▶ _READING TEXT_:
"""

Abstract
Background
Anopheles stephensi is an emerging exotic invasive urban vector of malaria in East Africa. The World Health Organization recently announced an initiative to take concerted actions to limit this vector’s expansion by strengthening surveillance and control in invaded and potentially receptive territories in Africa. This study sought to determine the geographic distribution of An. stephensi in southern Ethiopia.
Methods
A targeted entomological survey, both larvae and adult, was conducted in Hawassa city, Southern Ethiopia between November 2022 and February 2023. Anopheles Larvae were reared to adults for species identification. CDC light traps and BG Pro traps were used overnight both indoor and outdoor at selected houses to collect adult mosquitoes in the study area. Prokopack Aspirator was employed to sample indoor resting mosquitoes in the morning. Adults of An. stephensi was identified using morphological keys, and then confirmed by PCR.
Results
Larvae of An. stephensi were found in 28 (16.6%) of the 169 potential mosquito breeding sites surveyed. Out of 548 adult female Anopheles mosquitoes reared from larvae, 234 (42.7%) were identified to be An. stephensi morphologically. A total of 449 female anophelines were caught, of which 53 (12.0%) were An. stephensi. Other anopheline species collected in the study area included An. gambiae (s.l.), An. pharoensis, An. coustani, and An. demeilloni.
Conclusion
The study, for the first time, confirmed the presence of An. stephensi in southern Ethiopia. The presence of both larval and adult stages of this mosquito attest that this species established a sympatric colonization with native vector species such as An. gambiae (s.l.) in Southern Ethiopia. The findings warrant further investigation on the ecology, behavior, population genetics, and role of An. stephensi in malaria transmission in Ethiopia.
Keywords: Anopheles stephensi, malaria, mosquito breeding, mosquito habitat, Ethiopia
Background
Anopheles stephensi is the principal malaria vector of urban environments in Southeast Asia, the Middle East, and the Arabian Peninsula [1]. Since its initial discovery in Djibouti in 2012 [2], this vector species has been found spreading to eastern Ethiopia [3, 4], Sudan [5], Somalia [1], and Kenya [6].
Its adaptation to urban environment [7] coupled with the rapid spread of An. stephensi in Eastern Africa poses serious challenges for the control and elimination of malaria in African’s rapidly urbanizing nations. Malaria outbreak has been documented following its recent colonization of the Horn of Africa region [8] and a 40-fold increase in urban malaria incidence reported in Djibouti over the last decade [9]. According to geospatial modeling studies, many cities in sub-Saharan Africa have environmental conditions favorable for An. stephensi to proliferate, putting an additional 126 million Africans at risk of contracting malaria if the spread of An. stephensi is not curbed [10]. Another modeling study predicted that if a tailor-made An. stephensi interventions are not implemented, the number of malaria cases in Ethiopia might rise by 50% per a year [11].
Determining the geographic range of An. stephensi helps design tailored vector interventions. Given the importance of An. stephensi to transmit urban malaria and its potential effects on public health in Africa, the World Health Organization (WHO) recently launched an initiative to take coordinated actions to limit the vector’s spread by improving An. stephensi surveillance and control in Africa [1]. While the spread of An. stephensi has recently been documented in several localities in Eastern, north eastern, and central Ethiopia [3, 4], its occurrence and distribution in Southern Ethiopia is unknown. Thus, in response to WHO call, we conducted an entomological survey to detect and determine the geographic distribution of An. stephensi in Hawassa city, Southern Ethiopia.

"""

▶ _LISTED RECORDS_:
"""

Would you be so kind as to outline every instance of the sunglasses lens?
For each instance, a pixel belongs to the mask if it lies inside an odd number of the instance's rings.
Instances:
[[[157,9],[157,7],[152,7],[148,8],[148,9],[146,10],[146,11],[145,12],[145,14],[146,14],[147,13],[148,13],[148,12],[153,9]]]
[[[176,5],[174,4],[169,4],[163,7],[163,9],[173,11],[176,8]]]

"""
"""

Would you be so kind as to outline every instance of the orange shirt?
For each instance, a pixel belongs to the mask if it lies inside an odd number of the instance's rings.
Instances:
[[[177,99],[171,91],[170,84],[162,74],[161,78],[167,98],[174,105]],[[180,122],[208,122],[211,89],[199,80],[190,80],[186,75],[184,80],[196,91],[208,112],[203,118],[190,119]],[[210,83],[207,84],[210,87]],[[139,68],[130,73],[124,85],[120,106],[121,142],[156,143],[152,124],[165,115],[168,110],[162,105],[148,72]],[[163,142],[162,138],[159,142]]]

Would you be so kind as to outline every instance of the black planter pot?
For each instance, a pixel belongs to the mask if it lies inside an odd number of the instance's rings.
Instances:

"""

Continue the article on Anopheles stephensi in southern Ethiopia from its last sentence, writing the next part of the paper.

▶ _REPLY_:
Methods
Study sites
Entomological survey was conducted from November 2022 to February 2023 in Hawassa City in Southern Ethiopia (Fig. 1). Hawassa City is the largest city located in the middle of the Great Ethiopian Rift Valley and is the capita of Sidama Regional State. It is located at the elevation of 1,708 meters (5,604 ft) above sea level. The City’s population was 502,980 in 2022 [12]. Being situated at the shore of Lake Hawassa, the city has seen rapid growth in recent years as it is destined to be one of Ethiopia’s industrial-hub in Southern Ethiopia. The City constantly sees new construction sites following its swift industrial boom in recent years. The average annual temperature and precipitation in the areas is about 21°C and 961 mm, respectively. A shorter rainy season occurs between March and May followed by a longer wet season between July and October. Malaria is seasonal in the area and the main malaria transmission period lies between September and December [12].
Malaria profile review
Laboratory confirmed malaria data was obtained from Hawassa City Health Department. The malaria morbidity data, which was sorted by age, sex, parasite species and residence for the previous nine years was collected and analyzed, and the annual transmission pattern was established.
Mosquito larval survey and rearing
Any water collections were surveyed for mosquito larvae and pupae between November 2022 and February 2023. To increase the likelihood of discovering An. stephensi, target sampling was conducted. Mosquito larvae and pupae of were dipped from likely larval breeding habitats including man-made water containers, freshwater pools, lake margins, discarded tires, plastic containers and concrete water collection tankers at construction sites. Dipping was done in accordance with larval search strategies recommended by WHO [13]. The larvae and pupae were brought in jars to the environmental lab at Hawassa University, where they were placed in trays and raised to adult in preparation for morphological identification. Each enamel tray containing larvae was labeled by habitat type from where the larvae were obtained in order to identify the species after adult emergence. The larvae were allowed to develop in the water that was drawn from the field in order to maintain the same aquatic environment. The pupae were sorted and transferred with pipettes from the enamel trays to beakers with modest volumes of water, then kept inside cages. A dissecting microscope was used to identify emerging adults to the species using identification key [14]. All identified specimens were preserved individually in Eppendorf tubes for further analysis.
Adult mosquito survey
Three different types of traps were used to collect adult mosquitoes: CDC Light Traps (Model: John W. Hock CDC Light Trap 512, USA); Bioagents (BG-pro) Traps with lure; and Prokopack Aspirator (John W. Hock 1418, USA).
Collection with CDC Light Trap and BG-pro were made overnight from 18:00 to 06:00 h. A trap was suspended 1.5 meters above the ground in close proximity to a sleeping area where the people are protected by LLINs. Prokopack Aspirator was employed to sample indoor resting mosquitoes in the morning from 6:30 h to 8:00 h in 60 houses.
All collected adult mosquitoes were brought to the lab for species identification. Mosquitoes were killed by placing them in a refrigerator. The specimens were then sorted into culicines and Anopheles. Culicine were counted, recorded, and discarded. All anophelines were further sorted out to species using morphological key [14].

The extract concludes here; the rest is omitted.